**Exercise directions**
Your answer must be the line holding "scope: an instance" followed by every later line through the end of the entries, exactly as written.

**Task material**
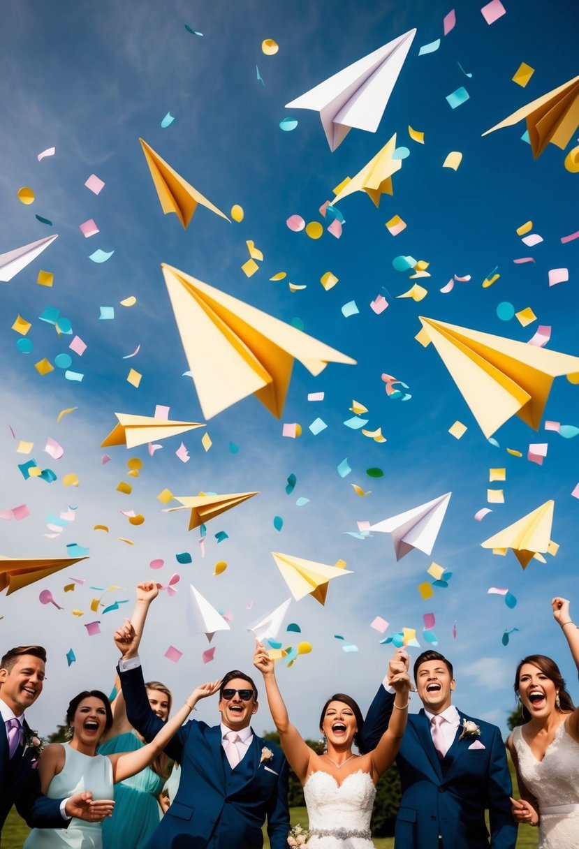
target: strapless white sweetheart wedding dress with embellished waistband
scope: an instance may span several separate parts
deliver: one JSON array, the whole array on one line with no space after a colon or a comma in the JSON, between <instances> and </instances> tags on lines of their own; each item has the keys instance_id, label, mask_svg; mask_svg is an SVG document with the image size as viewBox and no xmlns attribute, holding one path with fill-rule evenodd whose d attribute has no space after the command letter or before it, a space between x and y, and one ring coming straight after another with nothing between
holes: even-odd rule
<instances>
[{"instance_id":1,"label":"strapless white sweetheart wedding dress with embellished waistband","mask_svg":"<svg viewBox=\"0 0 579 849\"><path fill-rule=\"evenodd\" d=\"M338 784L329 773L310 773L304 784L308 849L374 849L370 818L376 788L361 769Z\"/></svg>"}]
</instances>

**Solution for this task**
scope: an instance may span several separate parts
deliver: one JSON array, the whole array on one line with no space after a colon or a comma in the JSON, between <instances> and </instances> tags on lines of their own; each item has the keys instance_id, label, mask_svg; mask_svg is an SVG document with the image size as viewBox and no xmlns attribute, holding one path with fill-rule evenodd whose d attribute has no space after the command letter or before it, a space between x and y, and one ring coming straight after another with nothing between
holes: even-odd rule
<instances>
[{"instance_id":1,"label":"strapless white sweetheart wedding dress with embellished waistband","mask_svg":"<svg viewBox=\"0 0 579 849\"><path fill-rule=\"evenodd\" d=\"M338 784L329 773L310 773L304 784L308 849L374 849L370 818L376 788L361 769Z\"/></svg>"}]
</instances>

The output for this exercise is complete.